Pointing dataset excerpts:
- - - - - - -

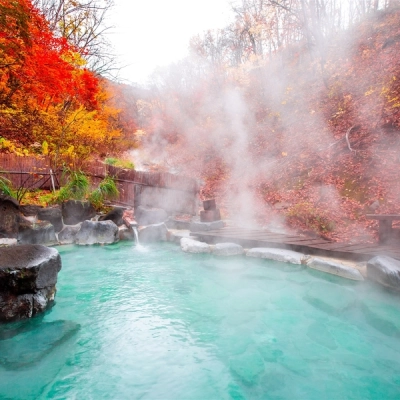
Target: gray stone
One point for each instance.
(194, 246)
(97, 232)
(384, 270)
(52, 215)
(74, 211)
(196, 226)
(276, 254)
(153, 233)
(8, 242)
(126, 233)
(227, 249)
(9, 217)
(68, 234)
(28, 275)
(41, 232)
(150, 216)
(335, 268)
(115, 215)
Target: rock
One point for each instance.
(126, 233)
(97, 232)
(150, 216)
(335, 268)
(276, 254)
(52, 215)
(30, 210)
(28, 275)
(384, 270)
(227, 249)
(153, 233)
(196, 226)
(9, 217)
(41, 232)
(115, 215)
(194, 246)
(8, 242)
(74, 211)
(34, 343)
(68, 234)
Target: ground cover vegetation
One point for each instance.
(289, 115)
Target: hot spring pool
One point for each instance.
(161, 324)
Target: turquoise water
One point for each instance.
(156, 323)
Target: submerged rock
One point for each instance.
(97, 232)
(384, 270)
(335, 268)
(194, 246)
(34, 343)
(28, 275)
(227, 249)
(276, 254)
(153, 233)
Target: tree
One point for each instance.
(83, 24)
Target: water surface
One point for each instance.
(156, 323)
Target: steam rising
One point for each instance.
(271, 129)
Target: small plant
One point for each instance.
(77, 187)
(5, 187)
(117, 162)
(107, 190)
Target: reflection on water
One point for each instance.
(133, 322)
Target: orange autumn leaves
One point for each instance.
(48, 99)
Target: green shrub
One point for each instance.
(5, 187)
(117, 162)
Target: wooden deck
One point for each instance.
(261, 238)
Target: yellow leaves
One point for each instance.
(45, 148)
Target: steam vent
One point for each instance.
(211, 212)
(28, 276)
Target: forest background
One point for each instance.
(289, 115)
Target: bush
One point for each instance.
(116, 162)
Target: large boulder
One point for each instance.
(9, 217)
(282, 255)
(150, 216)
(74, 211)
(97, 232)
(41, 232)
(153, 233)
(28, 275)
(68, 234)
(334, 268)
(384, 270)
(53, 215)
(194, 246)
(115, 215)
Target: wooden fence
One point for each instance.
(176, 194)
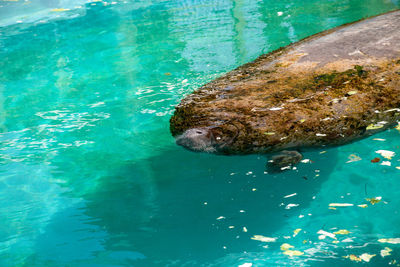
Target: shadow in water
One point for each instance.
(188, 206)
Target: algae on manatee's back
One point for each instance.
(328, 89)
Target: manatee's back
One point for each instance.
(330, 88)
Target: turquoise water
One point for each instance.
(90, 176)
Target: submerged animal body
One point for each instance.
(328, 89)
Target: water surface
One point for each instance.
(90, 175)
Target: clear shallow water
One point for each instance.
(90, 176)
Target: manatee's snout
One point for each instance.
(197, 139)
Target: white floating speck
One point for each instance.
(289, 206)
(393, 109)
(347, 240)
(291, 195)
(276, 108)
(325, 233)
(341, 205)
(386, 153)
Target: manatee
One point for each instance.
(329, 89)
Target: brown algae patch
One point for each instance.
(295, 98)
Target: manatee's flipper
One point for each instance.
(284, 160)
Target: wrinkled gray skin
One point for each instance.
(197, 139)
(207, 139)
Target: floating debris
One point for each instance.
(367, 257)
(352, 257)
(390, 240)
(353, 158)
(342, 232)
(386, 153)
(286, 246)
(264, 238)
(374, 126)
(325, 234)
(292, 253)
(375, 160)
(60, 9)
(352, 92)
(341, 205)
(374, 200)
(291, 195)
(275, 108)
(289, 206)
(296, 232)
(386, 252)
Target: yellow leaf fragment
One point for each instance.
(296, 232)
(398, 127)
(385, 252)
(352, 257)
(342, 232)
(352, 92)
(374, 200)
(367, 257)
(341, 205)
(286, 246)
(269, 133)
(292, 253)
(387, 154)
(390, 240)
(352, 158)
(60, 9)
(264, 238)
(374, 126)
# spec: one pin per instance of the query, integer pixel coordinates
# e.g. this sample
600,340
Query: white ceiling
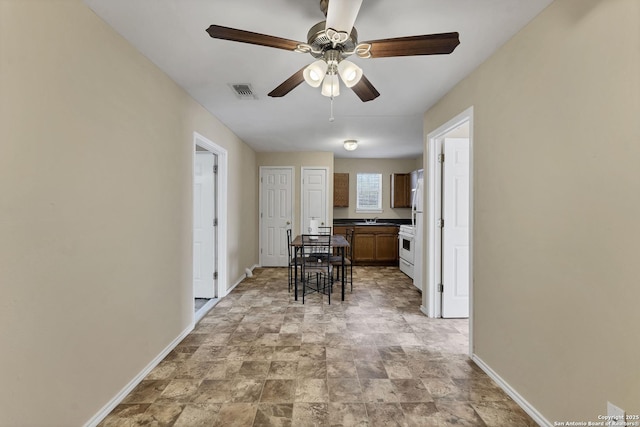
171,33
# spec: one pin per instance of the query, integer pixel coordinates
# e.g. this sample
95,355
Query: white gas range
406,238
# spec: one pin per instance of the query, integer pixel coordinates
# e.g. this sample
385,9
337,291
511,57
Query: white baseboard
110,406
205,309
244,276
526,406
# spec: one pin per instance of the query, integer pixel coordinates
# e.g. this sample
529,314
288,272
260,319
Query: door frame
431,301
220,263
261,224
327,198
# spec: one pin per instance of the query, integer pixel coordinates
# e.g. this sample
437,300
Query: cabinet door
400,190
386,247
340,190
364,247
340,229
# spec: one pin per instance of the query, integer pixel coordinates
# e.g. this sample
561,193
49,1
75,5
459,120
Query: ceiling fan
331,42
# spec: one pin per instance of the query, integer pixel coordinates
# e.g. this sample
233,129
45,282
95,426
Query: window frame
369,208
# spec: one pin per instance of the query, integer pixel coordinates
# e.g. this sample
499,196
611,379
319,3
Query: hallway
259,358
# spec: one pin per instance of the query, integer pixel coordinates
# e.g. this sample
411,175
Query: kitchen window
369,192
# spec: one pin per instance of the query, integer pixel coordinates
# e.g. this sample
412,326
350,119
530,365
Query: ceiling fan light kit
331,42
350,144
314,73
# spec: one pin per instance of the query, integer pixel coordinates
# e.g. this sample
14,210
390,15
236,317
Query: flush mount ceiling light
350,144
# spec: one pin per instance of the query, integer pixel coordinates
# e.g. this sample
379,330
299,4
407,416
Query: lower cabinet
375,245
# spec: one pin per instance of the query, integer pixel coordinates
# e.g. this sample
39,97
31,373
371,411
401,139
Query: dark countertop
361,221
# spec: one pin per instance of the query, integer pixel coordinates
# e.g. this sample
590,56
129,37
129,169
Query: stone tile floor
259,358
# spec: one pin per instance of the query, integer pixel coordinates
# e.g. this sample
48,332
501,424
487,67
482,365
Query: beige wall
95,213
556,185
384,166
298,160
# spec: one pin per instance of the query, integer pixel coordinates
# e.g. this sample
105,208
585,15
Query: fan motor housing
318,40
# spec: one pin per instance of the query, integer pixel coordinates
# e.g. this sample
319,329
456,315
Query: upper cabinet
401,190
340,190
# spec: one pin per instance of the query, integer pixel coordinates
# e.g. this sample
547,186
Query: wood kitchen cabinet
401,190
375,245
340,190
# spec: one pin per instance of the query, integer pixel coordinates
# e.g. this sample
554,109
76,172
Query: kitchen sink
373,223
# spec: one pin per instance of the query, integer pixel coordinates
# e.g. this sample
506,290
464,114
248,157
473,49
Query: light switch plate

- - - - - - -

* _THE REQUEST_: Exact duplication of all the records is required; pictures are omitted from the copy.

* _FULL ANSWER_:
Target: gray stone
One point for each instance.
(194, 246)
(97, 232)
(384, 270)
(52, 215)
(74, 211)
(196, 226)
(276, 254)
(153, 233)
(8, 242)
(126, 233)
(227, 249)
(9, 217)
(68, 234)
(28, 275)
(41, 232)
(150, 216)
(335, 268)
(115, 215)
Target: rock
One point for each instance.
(126, 233)
(97, 232)
(150, 216)
(335, 268)
(276, 254)
(52, 215)
(30, 210)
(28, 275)
(384, 270)
(227, 249)
(153, 233)
(196, 226)
(9, 217)
(41, 232)
(115, 215)
(194, 246)
(8, 242)
(74, 211)
(34, 343)
(68, 234)
Target: ground cover vegetation
One point for each instance.
(289, 115)
Target: hot spring pool
One point for each instance.
(161, 324)
Target: turquoise water
One point for each instance.
(156, 323)
Target: submerged rock
One point for each instance.
(97, 232)
(384, 270)
(335, 268)
(194, 246)
(34, 343)
(28, 275)
(227, 249)
(276, 254)
(153, 233)
Target: tree
One point for each instance.
(83, 24)
Target: water surface
One point for each instance.
(156, 323)
Target: steam rising
One point for each instance.
(271, 129)
Target: small plant
One point for each instance.
(77, 187)
(5, 187)
(117, 162)
(107, 190)
Target: reflection on water
One point for each instance.
(133, 322)
Target: orange autumn leaves
One point for each instance.
(48, 99)
Target: green shrub
One point for each instance.
(5, 187)
(117, 162)
Target: wooden deck
One point for each instance.
(261, 238)
Target: yellow leaves
One point for each instance.
(45, 148)
Target: steam vent
One point for each instance.
(211, 212)
(28, 276)
Target: forest background
One point for each instance.
(289, 115)
Target: bush
One point for each instance.
(116, 162)
Target: large boulder
One point for each instance.
(9, 217)
(282, 255)
(150, 216)
(74, 211)
(97, 232)
(41, 232)
(153, 233)
(28, 275)
(68, 234)
(334, 268)
(384, 270)
(53, 215)
(194, 246)
(115, 215)
Target: wooden fence
One point for each instance.
(176, 194)
Target: shadow in water
One point for each instance.
(188, 206)
Target: algae on manatee's back
One point for each instance.
(328, 89)
Target: manatee's back
One point for each instance.
(330, 88)
Target: turquoise water
One point for each instance.
(90, 176)
Target: submerged animal body
One point for each instance.
(328, 89)
Target: water surface
One point for each instance.
(90, 175)
Target: clear shallow water
One point for each instance.
(90, 176)
Target: manatee's snout
One point for each instance.
(197, 139)
Target: white floating speck
One point for each instance.
(289, 206)
(393, 109)
(347, 240)
(291, 195)
(276, 108)
(325, 233)
(341, 205)
(386, 153)
Target: manatee
One point for each instance.
(329, 89)
Target: brown algae patch
One point for each instance.
(295, 98)
Target: manatee's flipper
One point for each instance.
(284, 160)
Target: wrinkled gray skin
One point for each instance.
(197, 139)
(207, 139)
Target: floating debris
One point for each instance.
(367, 257)
(352, 257)
(390, 240)
(353, 158)
(342, 232)
(386, 153)
(286, 246)
(264, 238)
(374, 126)
(325, 234)
(292, 253)
(375, 160)
(60, 9)
(352, 92)
(341, 205)
(374, 200)
(291, 195)
(275, 108)
(289, 206)
(296, 232)
(386, 252)
Target: yellow leaf fragment
One point for each instance.
(296, 232)
(398, 127)
(385, 252)
(352, 257)
(342, 232)
(352, 92)
(374, 200)
(367, 257)
(341, 205)
(286, 246)
(269, 133)
(292, 253)
(387, 154)
(390, 240)
(352, 158)
(60, 9)
(264, 238)
(374, 126)
# spec: one pin per instance of the query, integer pixel coordinates
# e.g. this sample
600,340
Query: white ceiling
171,33
# spec: one pin per instance of the query, integer pixel coordinates
# e.g. this sample
95,355
Query: white gas range
406,238
# spec: one pin per instance of the query, integer pixel coordinates
# e.g. this sample
385,9
337,291
511,57
Query: white baseboard
110,406
205,309
244,276
526,406
# spec: one pin per instance of the query, integer pixel coordinates
# e.g. this sample
529,314
288,272
260,319
Query: door frame
431,301
220,263
261,224
327,198
# spec: one pin per instance of the query, integer pixel coordinates
# e.g. this sample
437,300
Query: cabinet door
400,190
386,247
340,190
364,247
340,229
# spec: one pin per instance of the query, integer pixel coordinates
# e.g. this sample
561,193
49,1
75,5
459,120
Query: ceiling fan
331,42
# spec: one pin per instance of the query, integer pixel coordinates
# e.g. this sample
233,129
45,282
95,426
Query: window frame
369,208
# spec: one pin per instance of the query, integer pixel coordinates
# e.g. this sample
499,196
611,379
319,3
Query: hallway
259,358
# spec: one pin per instance of the query, integer pixel coordinates
# e.g. this sample
411,175
Query: kitchen window
369,192
# spec: one pin per instance of the query, integer pixel coordinates
# e.g. this sample
412,326
350,119
530,365
Query: ceiling fan light kit
331,42
350,144
314,73
# spec: one pin per instance of the query, integer pixel coordinates
# e.g. this sample
14,210
390,15
236,317
Query: flush mount ceiling light
350,144
# spec: one pin per instance of the query, integer pixel coordinates
# e.g. this sample
379,330
299,4
407,416
Query: lower cabinet
375,245
# spec: one pin per instance of the query, integer pixel coordinates
# e.g. this sample
39,97
31,373
371,411
401,139
Query: dark countertop
361,221
# spec: one pin per instance of the query, integer pixel coordinates
# e.g. this sample
590,56
129,37
129,169
Query: stone tile floor
259,358
# spec: one pin per instance of the query, integer pixel coordinates
# e.g. this sample
48,332
501,424
487,67
482,365
Query: beige wall
95,213
556,185
384,166
298,160
# spec: one pin per instance of the query, integer pixel coordinates
# e.g. this sample
105,208
585,15
Query: fan motor housing
318,40
# spec: one pin per instance of the query, integer pixel coordinates
# e.g. this sample
319,329
456,315
Query: upper cabinet
401,190
340,190
# spec: one pin per instance of the query, integer pixel coordinates
# e.g. this sample
547,186
Query: wood kitchen cabinet
401,190
375,245
340,190
# spec: one pin per instance of the query, integer pixel coordinates
# e.g. this sample
554,109
76,172
Query: kitchen sink
373,223
# spec: one pin per instance of the query, integer pixel coordinates
# e.g. this sample
506,290
464,114
248,157
473,49
Query: light switch plate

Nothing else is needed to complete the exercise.